*Work instruction*: The expected answer is the set of lines in the data below between the line holding "positive clicks: (232, 132)" and the line holding "112L222 130L278 205L319", inclusive, written out exactly.

*Extracted material*:

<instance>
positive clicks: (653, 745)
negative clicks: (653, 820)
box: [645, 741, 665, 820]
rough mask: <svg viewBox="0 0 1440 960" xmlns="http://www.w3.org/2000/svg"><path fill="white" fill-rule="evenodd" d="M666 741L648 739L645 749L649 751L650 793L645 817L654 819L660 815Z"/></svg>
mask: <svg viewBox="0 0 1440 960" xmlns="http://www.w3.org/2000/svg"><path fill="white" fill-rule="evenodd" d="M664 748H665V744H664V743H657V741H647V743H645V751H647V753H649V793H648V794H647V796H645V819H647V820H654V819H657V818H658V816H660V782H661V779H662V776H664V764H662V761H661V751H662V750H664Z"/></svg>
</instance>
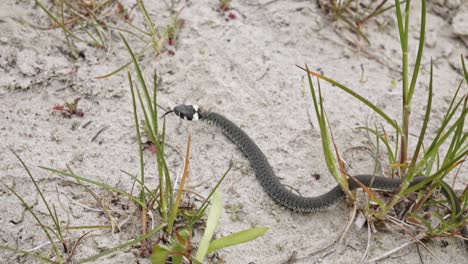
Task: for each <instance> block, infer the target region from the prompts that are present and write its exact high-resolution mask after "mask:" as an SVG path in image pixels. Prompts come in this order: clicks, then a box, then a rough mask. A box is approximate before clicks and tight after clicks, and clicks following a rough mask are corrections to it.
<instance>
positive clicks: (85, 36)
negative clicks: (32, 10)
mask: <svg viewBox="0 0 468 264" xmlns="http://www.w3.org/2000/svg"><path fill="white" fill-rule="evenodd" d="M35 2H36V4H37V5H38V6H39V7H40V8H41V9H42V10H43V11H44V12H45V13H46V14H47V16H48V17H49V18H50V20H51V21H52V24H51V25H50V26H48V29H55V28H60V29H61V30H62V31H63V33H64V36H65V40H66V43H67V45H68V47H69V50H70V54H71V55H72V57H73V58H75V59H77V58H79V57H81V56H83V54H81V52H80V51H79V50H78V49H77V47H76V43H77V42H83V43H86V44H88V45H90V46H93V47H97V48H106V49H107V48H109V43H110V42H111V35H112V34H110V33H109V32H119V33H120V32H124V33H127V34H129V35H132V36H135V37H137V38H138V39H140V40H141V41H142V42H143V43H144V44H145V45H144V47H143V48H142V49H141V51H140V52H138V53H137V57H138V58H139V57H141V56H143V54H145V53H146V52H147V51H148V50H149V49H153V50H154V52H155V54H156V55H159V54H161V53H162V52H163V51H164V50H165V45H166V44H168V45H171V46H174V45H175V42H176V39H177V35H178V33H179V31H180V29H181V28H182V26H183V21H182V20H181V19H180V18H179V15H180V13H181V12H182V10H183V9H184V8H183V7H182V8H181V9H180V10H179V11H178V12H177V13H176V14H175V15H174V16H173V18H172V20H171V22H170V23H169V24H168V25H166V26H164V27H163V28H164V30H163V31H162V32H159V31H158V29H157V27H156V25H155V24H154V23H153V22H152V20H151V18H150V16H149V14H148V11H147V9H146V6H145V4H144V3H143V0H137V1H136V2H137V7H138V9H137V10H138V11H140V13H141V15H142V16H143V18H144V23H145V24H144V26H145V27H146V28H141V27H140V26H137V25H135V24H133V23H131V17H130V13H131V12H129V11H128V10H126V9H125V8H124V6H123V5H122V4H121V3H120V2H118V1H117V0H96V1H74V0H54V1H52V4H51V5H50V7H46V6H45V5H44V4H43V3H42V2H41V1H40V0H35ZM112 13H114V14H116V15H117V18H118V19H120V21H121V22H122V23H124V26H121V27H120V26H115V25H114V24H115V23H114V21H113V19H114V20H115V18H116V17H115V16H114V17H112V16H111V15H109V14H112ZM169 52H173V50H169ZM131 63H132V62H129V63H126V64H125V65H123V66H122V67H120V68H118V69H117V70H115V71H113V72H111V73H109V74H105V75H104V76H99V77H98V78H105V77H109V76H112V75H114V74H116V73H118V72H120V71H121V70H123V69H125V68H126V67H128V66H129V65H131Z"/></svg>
--
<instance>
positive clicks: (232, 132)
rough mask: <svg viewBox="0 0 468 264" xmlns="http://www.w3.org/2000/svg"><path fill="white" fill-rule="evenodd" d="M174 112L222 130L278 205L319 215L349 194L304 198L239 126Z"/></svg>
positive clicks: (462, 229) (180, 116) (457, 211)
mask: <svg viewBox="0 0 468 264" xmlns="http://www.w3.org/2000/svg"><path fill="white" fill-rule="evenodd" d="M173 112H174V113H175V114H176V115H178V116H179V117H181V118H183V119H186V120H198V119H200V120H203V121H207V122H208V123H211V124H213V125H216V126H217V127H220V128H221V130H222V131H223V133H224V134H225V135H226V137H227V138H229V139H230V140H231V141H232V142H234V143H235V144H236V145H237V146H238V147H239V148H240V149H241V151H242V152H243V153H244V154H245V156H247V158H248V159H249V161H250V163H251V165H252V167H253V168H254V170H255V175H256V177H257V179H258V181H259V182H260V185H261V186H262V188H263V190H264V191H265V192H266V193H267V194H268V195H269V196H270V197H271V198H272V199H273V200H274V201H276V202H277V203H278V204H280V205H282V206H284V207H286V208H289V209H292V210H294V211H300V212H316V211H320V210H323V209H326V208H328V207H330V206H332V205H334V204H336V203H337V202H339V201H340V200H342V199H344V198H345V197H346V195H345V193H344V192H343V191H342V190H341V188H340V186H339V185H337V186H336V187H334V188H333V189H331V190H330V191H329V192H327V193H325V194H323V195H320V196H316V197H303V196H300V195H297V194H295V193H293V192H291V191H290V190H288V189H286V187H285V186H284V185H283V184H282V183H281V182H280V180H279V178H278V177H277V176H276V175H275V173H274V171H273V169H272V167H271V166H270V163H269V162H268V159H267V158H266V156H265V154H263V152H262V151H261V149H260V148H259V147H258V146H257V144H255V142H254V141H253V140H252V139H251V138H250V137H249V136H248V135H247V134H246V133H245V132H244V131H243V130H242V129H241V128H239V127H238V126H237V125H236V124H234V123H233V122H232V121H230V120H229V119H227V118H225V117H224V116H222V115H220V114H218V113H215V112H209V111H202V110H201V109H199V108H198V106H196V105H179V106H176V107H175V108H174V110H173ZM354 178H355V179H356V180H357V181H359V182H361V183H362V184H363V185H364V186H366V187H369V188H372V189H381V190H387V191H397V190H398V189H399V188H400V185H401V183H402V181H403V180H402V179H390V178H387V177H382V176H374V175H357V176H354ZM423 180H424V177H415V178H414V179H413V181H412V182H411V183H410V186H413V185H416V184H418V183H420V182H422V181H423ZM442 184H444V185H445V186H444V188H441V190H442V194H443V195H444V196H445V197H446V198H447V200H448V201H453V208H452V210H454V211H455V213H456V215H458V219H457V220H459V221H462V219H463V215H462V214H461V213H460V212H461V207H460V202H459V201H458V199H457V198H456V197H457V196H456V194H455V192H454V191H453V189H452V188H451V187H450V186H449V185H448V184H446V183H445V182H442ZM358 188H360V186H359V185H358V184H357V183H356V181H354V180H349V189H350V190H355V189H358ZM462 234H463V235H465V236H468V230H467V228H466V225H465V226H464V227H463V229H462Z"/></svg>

*Reply to the task*:
positive clicks: (232, 132)
rough mask: <svg viewBox="0 0 468 264" xmlns="http://www.w3.org/2000/svg"><path fill="white" fill-rule="evenodd" d="M174 112L222 130L278 205L319 215L349 194L304 198L239 126Z"/></svg>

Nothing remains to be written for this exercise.